SHORT EXERCISE 1 —
Set down, word for word, the rows below from the line containing "Identify the position of each instance of the blue" to the line containing "61), (203, 141)]", both included.

GIVEN PASSAGE —
————

General time-stamp-based bare-metal cooperative multi-tasking architecture notes:
Depending on how you do it all, in the end, you basically end up with this type of code layout, which simply runs each task at fixed time intervals. Each task should be non-blocking to ensure it does not conflict with the run intervals of the other tasks. Non-blocking on bare metal means simply "do not use clock-wasting delays, busy-loops, or other types of polling, repeating, counting, or busy delays!". (This is opposed to "blocking" on an operating-system-based (OS-based) system, which means "giving the clock back to the scheduler to let it run another thread while this task 'sleeps'." Remember: bare metal means no operating system!). Instead, if something isn't quite ready to run yet, simply save your state via a state machine, exit this task's code (this is the "cooperative" part, as your task must voluntarily give up the processor by returning), and let another task run!
Here's the basic architecture, showing a simple timestamp-based way to get 3 Tasks to run at independent, fixed frequencies withOUT relying on any interrupts, and with minimal jitter, due to the thorough and methodical approach I take to check the timestamps and update the start time at each run time.
1st, the definition for the main() function and main loop:
int main(void)
{
doSetupStuff();
configureHardwareTimer();
while (1)

————

SHORT EXERCISE 2 —
Extract verbatim from the multitasking notes the portion from "Here's the basic" to "each run time.".

DATA PROVIDED —
————

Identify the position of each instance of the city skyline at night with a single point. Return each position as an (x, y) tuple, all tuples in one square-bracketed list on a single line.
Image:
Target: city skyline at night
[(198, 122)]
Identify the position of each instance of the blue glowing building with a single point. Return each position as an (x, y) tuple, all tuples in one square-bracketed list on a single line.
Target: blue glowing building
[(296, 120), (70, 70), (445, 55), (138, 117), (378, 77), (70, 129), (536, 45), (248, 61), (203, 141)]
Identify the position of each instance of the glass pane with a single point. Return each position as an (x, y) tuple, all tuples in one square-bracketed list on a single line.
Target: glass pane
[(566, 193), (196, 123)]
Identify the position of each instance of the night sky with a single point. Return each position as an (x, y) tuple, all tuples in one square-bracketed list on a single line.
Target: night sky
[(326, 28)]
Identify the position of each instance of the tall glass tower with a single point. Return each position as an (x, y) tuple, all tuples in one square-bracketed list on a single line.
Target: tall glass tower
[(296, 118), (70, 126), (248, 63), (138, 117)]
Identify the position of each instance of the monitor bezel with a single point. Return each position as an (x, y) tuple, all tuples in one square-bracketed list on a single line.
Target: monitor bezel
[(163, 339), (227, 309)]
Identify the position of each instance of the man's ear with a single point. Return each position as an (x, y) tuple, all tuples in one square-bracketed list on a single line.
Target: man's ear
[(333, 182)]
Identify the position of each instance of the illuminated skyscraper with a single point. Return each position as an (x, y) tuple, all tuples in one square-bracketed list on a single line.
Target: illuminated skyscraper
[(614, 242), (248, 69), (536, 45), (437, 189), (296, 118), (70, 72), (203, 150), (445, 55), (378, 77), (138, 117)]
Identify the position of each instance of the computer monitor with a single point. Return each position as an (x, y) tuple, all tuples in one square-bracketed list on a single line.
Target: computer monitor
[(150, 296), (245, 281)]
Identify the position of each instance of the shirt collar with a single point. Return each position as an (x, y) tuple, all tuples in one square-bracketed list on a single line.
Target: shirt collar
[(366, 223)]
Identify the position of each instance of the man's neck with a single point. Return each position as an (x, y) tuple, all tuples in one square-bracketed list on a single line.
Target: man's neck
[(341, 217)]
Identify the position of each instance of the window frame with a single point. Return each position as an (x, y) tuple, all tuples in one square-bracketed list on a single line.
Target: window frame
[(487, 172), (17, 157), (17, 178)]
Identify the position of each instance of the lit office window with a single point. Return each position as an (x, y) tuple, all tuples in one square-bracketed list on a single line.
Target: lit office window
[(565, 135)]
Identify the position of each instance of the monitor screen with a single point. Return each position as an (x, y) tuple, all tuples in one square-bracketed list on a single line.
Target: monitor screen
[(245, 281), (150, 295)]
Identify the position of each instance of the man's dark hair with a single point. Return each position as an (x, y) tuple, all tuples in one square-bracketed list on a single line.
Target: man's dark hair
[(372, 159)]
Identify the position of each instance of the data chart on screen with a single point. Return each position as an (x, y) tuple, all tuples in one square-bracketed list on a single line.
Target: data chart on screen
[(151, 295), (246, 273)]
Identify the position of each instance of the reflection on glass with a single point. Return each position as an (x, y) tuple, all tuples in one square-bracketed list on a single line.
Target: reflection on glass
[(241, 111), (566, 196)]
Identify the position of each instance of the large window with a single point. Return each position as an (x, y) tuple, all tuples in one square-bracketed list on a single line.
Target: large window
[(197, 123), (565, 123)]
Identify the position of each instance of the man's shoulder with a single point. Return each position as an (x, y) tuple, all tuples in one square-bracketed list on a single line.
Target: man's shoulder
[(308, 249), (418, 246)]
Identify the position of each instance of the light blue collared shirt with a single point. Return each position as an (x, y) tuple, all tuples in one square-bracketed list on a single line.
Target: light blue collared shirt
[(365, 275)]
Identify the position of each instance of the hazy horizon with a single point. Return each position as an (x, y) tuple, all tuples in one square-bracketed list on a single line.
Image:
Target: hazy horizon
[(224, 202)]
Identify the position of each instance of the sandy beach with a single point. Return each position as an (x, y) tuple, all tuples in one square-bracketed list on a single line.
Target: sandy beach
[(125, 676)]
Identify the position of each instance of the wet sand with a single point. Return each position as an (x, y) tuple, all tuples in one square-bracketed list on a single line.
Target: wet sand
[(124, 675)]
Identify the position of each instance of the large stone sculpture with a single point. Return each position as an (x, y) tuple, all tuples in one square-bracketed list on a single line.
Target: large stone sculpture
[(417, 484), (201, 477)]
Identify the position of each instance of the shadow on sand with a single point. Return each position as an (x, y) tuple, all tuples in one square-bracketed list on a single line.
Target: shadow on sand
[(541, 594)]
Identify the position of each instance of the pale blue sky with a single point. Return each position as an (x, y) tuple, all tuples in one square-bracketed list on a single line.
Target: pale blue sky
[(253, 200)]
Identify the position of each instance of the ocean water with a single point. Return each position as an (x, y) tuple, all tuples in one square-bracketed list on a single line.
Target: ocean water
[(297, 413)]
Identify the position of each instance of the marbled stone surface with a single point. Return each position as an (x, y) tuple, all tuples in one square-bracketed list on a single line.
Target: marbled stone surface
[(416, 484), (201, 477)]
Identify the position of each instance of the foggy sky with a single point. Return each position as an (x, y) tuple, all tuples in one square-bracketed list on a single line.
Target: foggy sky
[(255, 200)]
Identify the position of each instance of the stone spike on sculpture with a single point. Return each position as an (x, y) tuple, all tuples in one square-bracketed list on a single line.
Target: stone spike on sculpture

————

EXERCISE SOLUTION 1 —
Identify the position of each instance of the blue glowing building with a single point. Return each position as an (x, y) tuple, all tuples in one square-bracketed list on a single line.
Target: blue glowing building
[(296, 120), (70, 70), (445, 55), (138, 117), (378, 77), (70, 129), (536, 45), (248, 61), (203, 141)]

EXERCISE SOLUTION 2 —
Here's the basic architecture, showing a simple timestamp-based way to get 3 Tasks to run at independent, fixed frequencies withOUT relying on any interrupts, and with minimal jitter, due to the thorough and methodical approach I take to check the timestamps and update the start time at each run time.